Text provided:
Cautious Brick
Cautious Brick

Reputation: 79

Scrapy Request 'IndentationError: unexpected indent' on parse callback

I'm using Scrapy CLI and running it on a ubuntu 18 server, I am trying to avoid hardcoding a bunch of urls in the start_urls property, but instead calling a 'yield scrapy.Request()' at the bottom of my parse. The website I'm scraping is fairly basic and has different pages for the years 2014-2030. At the bottom of my code I have an if() function to check the current year and move the scraper to the next year's page. I'm new to scrapy in general so I'm not sure if I'm calling the scrapy.Request() method correctly. Here is my code:

import scrapy

from .. import items

class EventSpider(scrapy.Spider):
    name = "event_spider"
    start_urls = [
        "http://www.seasky.org/astronomy/astronomy-calendar-2014.html",
    ]
    user_agent = "Mozilla/5.0 (Windows NT 6.1; WOW64) AppleWebKit/537.1 (KHTML, like Gecko) Chrome/22.0.1207.1 Safari/537.1"
    start_year = 2014
    
    #response is the website
    def parse(self, response):
        CONTENT_SELECTOR = 'div#right-column-content ul li'
        
        for astro_event in response.css(CONTENT_SELECTOR):
            NAME_SELECTOR = "p span.title-text ::text"
            DATE_SELECTOR = "p span.date-text ::text"
            DESCRIPTION_SELECTOR = "p ::text"
            
            item = items.AstroEventsItem()
            
            item["title"] = astro_event.css(NAME_SELECTOR).extract_first()
            item["date"] = astro_event.css(DATE_SELECTOR).extract_first()
            item["description"] = astro_event.css(DESCRIPTION_SELECTOR)[-1].extract()

Stored data:

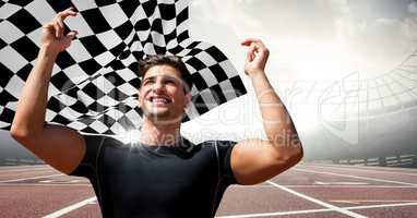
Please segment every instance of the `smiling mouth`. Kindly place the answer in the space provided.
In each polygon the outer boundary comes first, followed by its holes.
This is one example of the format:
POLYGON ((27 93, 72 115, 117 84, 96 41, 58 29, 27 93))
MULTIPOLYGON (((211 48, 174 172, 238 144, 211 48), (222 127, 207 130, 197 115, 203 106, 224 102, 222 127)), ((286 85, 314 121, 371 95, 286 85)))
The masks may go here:
POLYGON ((156 106, 166 106, 171 102, 169 98, 164 96, 152 96, 148 98, 148 101, 156 106))

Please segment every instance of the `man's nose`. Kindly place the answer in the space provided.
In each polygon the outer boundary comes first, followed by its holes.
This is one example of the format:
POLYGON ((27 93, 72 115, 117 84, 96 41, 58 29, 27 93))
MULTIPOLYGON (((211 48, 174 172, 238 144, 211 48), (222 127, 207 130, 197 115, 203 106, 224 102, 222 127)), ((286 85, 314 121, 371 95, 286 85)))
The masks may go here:
POLYGON ((152 90, 155 93, 163 93, 165 90, 165 86, 162 82, 155 82, 152 86, 152 90))

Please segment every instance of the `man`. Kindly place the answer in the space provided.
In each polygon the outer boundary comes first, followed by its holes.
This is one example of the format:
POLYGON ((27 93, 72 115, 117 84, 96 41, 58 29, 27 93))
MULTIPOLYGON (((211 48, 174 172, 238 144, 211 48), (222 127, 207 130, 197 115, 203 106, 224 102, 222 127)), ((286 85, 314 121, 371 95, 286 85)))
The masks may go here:
POLYGON ((138 145, 44 125, 53 62, 76 35, 63 35, 63 20, 75 15, 68 9, 44 26, 11 135, 61 172, 88 178, 104 217, 214 217, 230 184, 261 183, 301 159, 295 126, 265 76, 269 51, 258 39, 242 43, 249 47, 245 72, 261 107, 266 141, 192 145, 181 137, 181 118, 191 100, 188 71, 179 58, 162 56, 141 62, 144 120, 138 145))

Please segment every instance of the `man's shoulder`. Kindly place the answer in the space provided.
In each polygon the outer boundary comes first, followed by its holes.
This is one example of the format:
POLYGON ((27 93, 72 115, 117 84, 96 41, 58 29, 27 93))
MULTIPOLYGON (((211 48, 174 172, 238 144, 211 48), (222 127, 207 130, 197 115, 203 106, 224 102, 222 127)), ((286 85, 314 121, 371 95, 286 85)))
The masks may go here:
POLYGON ((227 140, 208 140, 204 141, 198 144, 198 146, 234 146, 237 144, 235 141, 227 141, 227 140))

Task requirements:
1 > Reproduce the part of the Scrapy post that begins at the words "#response is the" and stops after "item = items.AstroEventsItem()".
2 > Take the Scrapy post further, starting right after its last line.
The records have no connection to the Scrapy post.

Task results:
1 >
#response is the website
    def parse(self, response):
        CONTENT_SELECTOR = 'div#right-column-content ul li'
        
        for astro_event in response.css(CONTENT_SELECTOR):
            NAME_SELECTOR = "p span.title-text ::text"
            DATE_SELECTOR = "p span.date-text ::text"
            DESCRIPTION_SELECTOR = "p ::text"
            
            item = items.AstroEventsItem()

2 >
            
            yield item
               
        #Next page code:
        #Goes through years 2014 to 2030
        if(self.start_year < 2030):
            self.start_year = self.start_year + 1
            new_url = "http://www.seasky.org/astronomy/astronomy-calendar-" + str(self.start_year) + ".html"
            print(new_url)
            yield scrapy.Request(new_url, callback = self.parse)

Here is the error I'm receiving after it successfully scrapes the first page:

2020-11-10 05:25:50 [scrapy.core.engine] DEBUG: Crawled (200) <GET http://www.seasky.org/astronomy/astronomy-calendar-2015.html> (referer: http://www.seasky.org/astronomy/astronomy-calendar-2014.html)
2020-11-10 05:25:50 [scrapy.core.scraper] ERROR: Spider error processing <GET http://www.seasky.org/astronomy/astronomy-calendar-2015.html> (referer: http://www.seasky.org/astronomy/astronomy-calendar-2014.html)
Traceback (most recent call last):
  File "/home/jcmq6b/.local/lib/python3.6/site-packages/twisted/internet/defer.py", line 1418, in _inlineCallbacks
    result = g.send(result)
StopIteration: <200 http://www.seasky.org/astronomy/astronomy-calendar-2015.html>

During handling of the above exception, another exception occurred:

Traceback (most recent call last):
  File "/usr/local/lib/python3.6/dist-packages/scrapy/utils/defer.py", line 55, in mustbe_deferred
    result = f(*args, **kw)
  File "/usr/local/lib/python3.6/dist-packages/scrapy/core/spidermw.py", line 58, in process_spider_input
    return scrape_func(response, request, spider)
  File "/usr/local/lib/python3.6/dist-packages/scrapy/core/scraper.py", line 149, in call_spider
    warn_on_generator_with_return_value(spider, callback)
  File "/usr/local/lib/python3.6/dist-packages/scrapy/utils/misc.py", line 245, in warn_on_generator_with_return_value
    if is_generator_with_return_value(callable):
  File "/usr/local/lib/python3.6/dist-packages/scrapy/utils/misc.py", line 230, in is_generator_with_return_value
    tree = ast.parse(dedent(inspect.getsource(callable)))
  File "/usr/lib/python3.6/ast.py", line 35, in parse
    return compile(source, filename, mode, PyCF_ONLY_AST)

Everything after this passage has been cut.